### Your instructions
Copy the listing from the line with "Target: balcony" to the line with "29), (154, 30)]]", both included, reproducing every line without change.
** begin Working data **
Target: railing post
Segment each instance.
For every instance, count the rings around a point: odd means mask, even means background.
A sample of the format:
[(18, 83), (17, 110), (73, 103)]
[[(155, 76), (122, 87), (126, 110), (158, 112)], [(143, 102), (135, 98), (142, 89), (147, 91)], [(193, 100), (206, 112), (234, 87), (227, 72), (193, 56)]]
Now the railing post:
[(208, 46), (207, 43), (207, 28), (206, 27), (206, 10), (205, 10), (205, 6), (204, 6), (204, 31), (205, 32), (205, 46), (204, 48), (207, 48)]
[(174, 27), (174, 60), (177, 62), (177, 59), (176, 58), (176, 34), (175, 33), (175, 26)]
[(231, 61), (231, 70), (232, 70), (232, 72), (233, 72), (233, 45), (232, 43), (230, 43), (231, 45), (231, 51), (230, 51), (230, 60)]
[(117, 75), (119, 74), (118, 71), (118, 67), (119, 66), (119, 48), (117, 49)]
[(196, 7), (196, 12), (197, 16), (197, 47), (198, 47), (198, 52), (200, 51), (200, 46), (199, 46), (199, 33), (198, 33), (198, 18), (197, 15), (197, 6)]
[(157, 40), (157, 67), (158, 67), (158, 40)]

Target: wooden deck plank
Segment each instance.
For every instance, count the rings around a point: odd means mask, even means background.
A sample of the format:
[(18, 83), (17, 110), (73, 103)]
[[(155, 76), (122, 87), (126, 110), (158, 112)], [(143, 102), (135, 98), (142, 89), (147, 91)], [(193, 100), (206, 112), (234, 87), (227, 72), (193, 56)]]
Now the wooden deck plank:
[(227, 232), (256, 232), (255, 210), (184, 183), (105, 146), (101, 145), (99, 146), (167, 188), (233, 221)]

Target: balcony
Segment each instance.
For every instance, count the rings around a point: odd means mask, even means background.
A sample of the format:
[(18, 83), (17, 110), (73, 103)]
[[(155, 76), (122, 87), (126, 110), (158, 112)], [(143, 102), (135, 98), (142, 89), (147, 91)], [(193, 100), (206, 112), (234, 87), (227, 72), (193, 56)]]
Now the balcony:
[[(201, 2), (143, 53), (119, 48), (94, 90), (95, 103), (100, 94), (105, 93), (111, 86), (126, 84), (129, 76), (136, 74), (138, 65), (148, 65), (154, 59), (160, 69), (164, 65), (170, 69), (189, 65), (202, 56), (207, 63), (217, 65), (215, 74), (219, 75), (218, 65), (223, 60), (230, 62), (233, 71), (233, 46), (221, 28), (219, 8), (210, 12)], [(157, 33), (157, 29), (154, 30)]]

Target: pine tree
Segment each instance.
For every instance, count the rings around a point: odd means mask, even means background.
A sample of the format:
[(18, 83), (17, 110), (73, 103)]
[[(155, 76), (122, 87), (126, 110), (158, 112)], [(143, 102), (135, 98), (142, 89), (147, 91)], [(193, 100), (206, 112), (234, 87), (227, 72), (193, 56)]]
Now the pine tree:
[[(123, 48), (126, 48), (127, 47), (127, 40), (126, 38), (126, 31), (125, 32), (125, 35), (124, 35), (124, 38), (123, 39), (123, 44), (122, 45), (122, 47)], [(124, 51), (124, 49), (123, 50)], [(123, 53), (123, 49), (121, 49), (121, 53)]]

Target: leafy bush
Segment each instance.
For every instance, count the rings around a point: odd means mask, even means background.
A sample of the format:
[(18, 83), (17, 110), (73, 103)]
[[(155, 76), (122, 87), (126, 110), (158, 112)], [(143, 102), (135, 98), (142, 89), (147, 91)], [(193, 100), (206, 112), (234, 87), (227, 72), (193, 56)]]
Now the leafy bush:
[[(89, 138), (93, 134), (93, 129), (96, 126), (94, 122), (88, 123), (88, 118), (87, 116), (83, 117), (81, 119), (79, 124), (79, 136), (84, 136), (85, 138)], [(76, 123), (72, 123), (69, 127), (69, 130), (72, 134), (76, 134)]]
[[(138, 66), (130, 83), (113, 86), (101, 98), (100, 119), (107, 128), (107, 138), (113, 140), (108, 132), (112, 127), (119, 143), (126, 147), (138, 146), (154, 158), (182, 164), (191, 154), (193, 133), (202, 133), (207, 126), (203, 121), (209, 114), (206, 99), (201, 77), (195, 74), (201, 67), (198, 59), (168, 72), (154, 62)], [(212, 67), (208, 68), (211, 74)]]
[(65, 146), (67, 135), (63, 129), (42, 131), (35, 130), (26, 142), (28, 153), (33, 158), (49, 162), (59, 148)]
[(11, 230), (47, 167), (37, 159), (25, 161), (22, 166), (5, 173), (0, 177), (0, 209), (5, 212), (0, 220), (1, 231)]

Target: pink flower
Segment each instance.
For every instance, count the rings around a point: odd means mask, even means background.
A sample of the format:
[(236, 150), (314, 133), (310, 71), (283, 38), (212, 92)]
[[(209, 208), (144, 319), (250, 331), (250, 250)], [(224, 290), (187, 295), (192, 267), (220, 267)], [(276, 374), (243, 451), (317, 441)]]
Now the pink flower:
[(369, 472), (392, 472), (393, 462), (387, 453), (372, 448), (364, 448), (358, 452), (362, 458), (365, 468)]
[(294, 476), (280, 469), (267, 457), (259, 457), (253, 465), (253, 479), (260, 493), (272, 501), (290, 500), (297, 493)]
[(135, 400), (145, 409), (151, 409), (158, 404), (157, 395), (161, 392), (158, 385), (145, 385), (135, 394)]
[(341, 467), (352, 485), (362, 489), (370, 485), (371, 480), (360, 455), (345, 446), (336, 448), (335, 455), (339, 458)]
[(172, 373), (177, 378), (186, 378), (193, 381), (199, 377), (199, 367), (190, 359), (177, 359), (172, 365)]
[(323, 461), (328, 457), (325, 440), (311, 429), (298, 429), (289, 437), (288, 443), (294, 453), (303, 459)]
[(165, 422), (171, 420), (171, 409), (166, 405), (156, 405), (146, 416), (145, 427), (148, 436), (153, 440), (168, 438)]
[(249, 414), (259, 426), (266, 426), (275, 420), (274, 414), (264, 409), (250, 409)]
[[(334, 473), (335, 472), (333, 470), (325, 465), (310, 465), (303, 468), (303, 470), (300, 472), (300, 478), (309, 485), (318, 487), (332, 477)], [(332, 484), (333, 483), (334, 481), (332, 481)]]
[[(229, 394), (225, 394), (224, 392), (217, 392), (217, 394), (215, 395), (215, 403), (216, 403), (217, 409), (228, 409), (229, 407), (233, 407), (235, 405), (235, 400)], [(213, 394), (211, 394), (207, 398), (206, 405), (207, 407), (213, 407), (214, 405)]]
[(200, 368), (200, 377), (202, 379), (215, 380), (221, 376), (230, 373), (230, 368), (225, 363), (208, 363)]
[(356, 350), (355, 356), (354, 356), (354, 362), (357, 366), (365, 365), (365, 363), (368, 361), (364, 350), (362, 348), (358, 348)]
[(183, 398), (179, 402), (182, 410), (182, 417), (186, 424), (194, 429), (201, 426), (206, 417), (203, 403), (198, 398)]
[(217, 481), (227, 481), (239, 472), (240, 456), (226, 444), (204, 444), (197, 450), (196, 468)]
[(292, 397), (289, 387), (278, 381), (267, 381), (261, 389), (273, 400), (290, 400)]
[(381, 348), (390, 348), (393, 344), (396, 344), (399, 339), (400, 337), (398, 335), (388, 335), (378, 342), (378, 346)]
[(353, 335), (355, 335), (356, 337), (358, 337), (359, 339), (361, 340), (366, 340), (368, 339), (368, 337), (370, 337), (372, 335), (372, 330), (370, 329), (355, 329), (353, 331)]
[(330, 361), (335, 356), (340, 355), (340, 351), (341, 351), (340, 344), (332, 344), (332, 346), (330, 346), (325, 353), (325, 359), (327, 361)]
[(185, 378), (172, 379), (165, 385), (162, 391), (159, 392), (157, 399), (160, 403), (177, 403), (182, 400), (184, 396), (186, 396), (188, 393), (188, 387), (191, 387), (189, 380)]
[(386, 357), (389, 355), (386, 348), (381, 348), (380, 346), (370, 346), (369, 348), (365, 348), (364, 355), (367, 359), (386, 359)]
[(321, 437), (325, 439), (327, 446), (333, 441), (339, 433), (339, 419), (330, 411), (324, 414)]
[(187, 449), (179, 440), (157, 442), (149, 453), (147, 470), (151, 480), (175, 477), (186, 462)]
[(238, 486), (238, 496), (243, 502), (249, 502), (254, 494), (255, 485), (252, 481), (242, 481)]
** end Working data **
### Task response
Target: balcony
Segment each instance.
For every instance, count the rings around a point: odd means mask, even means background.
A sample of the format:
[(18, 83), (17, 110), (73, 103)]
[[(155, 76), (122, 87), (126, 110), (158, 112)], [(143, 102), (135, 98), (142, 89), (147, 91)], [(193, 100), (206, 112), (234, 87), (227, 72), (193, 56)]]
Now the balcony:
[[(201, 2), (143, 53), (119, 48), (94, 90), (95, 103), (100, 94), (105, 93), (111, 86), (126, 84), (129, 76), (136, 74), (138, 65), (148, 65), (154, 59), (160, 69), (164, 65), (170, 69), (189, 65), (202, 56), (207, 63), (217, 65), (215, 74), (219, 75), (218, 65), (223, 60), (230, 62), (233, 71), (233, 46), (221, 28), (219, 8), (210, 12)], [(157, 33), (157, 29), (154, 30)]]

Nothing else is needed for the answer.